[Point annotations for photos]
-*-*-

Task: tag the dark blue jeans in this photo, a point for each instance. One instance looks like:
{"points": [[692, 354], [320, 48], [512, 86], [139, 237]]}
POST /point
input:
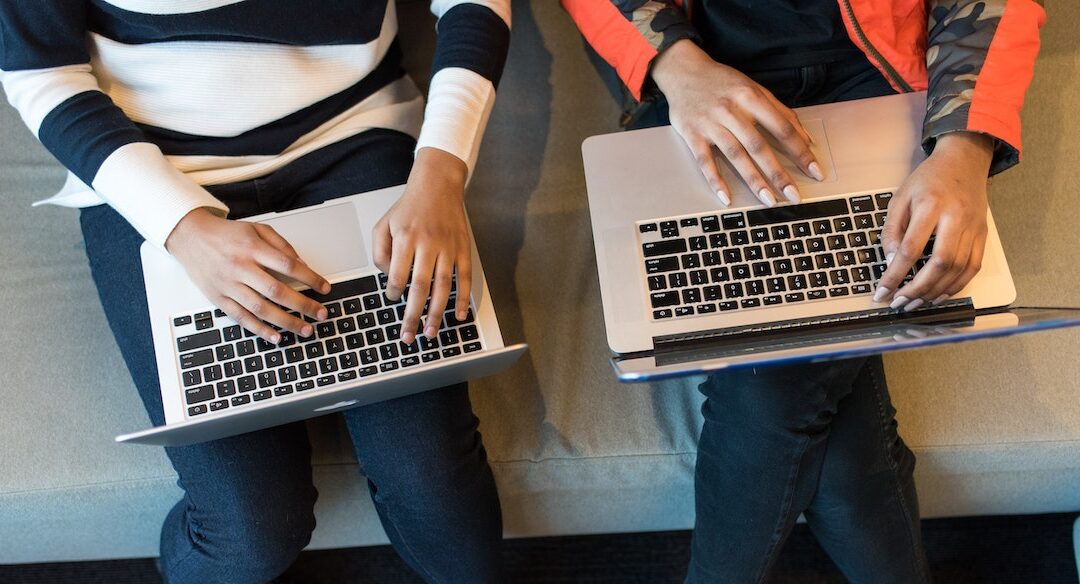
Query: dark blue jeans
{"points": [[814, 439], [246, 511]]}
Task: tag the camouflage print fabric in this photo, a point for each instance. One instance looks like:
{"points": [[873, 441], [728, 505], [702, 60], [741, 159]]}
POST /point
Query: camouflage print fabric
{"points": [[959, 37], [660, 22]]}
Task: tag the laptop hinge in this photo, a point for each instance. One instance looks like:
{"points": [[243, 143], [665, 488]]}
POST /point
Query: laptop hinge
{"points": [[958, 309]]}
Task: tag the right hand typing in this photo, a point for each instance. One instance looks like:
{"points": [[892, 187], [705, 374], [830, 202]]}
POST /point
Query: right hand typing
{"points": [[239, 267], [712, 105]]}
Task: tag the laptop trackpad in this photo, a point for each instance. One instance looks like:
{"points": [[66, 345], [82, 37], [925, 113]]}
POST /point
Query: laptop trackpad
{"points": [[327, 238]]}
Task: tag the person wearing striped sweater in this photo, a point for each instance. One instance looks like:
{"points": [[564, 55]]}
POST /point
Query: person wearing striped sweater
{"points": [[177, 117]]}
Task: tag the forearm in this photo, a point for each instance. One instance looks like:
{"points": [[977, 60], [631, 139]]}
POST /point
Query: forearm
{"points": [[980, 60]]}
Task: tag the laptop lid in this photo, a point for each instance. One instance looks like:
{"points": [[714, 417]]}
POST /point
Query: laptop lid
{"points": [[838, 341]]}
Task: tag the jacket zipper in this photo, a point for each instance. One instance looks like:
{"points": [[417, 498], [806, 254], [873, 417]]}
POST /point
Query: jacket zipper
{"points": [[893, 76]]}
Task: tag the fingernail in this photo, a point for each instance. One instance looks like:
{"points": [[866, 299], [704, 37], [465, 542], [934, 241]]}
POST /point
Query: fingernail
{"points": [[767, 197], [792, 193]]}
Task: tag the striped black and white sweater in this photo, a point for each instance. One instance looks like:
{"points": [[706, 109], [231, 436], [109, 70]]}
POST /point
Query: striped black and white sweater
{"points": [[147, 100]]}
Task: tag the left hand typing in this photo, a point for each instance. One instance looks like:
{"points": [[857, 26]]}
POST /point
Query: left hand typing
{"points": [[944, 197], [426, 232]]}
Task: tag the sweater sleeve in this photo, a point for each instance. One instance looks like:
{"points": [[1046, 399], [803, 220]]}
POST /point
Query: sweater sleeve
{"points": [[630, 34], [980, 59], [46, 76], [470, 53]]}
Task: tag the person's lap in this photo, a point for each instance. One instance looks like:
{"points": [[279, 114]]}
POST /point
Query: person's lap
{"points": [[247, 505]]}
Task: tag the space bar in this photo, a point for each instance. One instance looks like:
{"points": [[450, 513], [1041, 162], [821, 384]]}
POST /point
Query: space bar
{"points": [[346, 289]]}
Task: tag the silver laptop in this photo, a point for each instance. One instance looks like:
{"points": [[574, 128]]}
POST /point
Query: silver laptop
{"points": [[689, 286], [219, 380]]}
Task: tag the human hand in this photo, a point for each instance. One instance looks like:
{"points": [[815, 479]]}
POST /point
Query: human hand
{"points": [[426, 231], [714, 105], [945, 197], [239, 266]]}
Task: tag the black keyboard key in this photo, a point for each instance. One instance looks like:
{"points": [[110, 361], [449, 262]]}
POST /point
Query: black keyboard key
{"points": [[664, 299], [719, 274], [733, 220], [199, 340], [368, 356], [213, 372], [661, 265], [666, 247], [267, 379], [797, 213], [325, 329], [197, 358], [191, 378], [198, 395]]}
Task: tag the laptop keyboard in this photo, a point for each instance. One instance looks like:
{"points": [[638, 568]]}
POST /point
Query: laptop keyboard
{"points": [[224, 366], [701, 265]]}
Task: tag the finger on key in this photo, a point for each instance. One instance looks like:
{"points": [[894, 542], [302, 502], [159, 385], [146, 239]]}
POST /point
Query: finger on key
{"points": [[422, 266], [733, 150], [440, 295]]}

-*-*-

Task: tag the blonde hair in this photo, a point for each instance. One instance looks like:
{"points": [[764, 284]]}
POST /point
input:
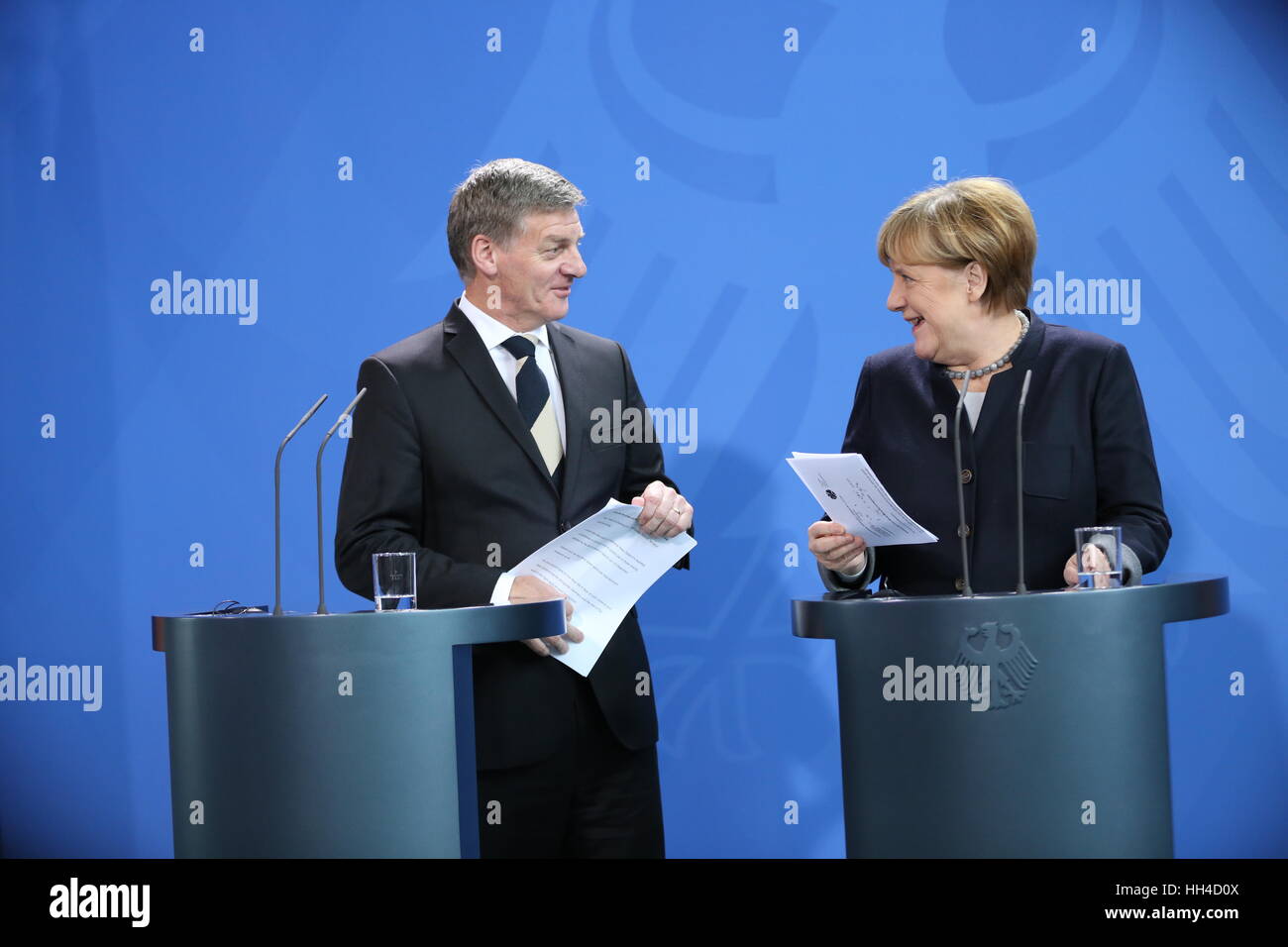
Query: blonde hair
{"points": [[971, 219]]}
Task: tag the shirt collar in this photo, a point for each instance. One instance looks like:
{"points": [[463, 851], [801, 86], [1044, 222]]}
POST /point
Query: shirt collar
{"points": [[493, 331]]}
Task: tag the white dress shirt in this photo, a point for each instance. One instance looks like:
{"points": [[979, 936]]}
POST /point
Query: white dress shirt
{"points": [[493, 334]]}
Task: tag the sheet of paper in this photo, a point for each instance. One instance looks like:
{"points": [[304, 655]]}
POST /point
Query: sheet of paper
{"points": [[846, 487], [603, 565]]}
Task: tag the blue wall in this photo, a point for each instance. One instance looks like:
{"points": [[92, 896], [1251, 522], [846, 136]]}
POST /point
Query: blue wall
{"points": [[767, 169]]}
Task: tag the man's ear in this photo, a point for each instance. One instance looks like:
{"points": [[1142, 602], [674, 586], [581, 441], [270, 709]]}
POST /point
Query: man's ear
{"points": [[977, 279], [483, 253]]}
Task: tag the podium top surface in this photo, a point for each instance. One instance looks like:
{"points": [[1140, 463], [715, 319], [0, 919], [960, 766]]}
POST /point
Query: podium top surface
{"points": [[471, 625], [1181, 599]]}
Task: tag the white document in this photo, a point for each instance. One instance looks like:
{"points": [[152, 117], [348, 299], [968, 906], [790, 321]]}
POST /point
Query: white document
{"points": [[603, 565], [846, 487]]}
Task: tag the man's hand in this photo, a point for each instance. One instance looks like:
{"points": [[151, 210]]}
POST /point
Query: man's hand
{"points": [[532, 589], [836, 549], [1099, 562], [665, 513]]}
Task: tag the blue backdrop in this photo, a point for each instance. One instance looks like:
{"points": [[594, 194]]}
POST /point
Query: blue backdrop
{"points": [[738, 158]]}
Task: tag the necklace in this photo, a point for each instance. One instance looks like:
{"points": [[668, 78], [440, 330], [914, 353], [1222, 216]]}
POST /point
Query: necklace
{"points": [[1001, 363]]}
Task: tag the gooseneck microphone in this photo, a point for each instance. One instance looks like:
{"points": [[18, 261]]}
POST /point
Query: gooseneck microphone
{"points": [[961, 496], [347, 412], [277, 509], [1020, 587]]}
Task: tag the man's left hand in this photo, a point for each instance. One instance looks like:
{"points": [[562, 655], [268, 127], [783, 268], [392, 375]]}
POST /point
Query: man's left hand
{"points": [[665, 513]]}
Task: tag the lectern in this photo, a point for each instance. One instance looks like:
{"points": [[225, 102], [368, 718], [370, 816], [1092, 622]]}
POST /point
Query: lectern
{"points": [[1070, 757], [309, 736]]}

-*-*-

** Task prompt **
Show each line of the entries above that contains the word "keyboard".

** Finished task **
Task: tag the black keyboard key in this photo, a point for each instance. One instance looks like:
Query: black keyboard key
Task: tag the laptop keyboard in this photo, a point for each instance. One instance looks like:
Query: laptop keyboard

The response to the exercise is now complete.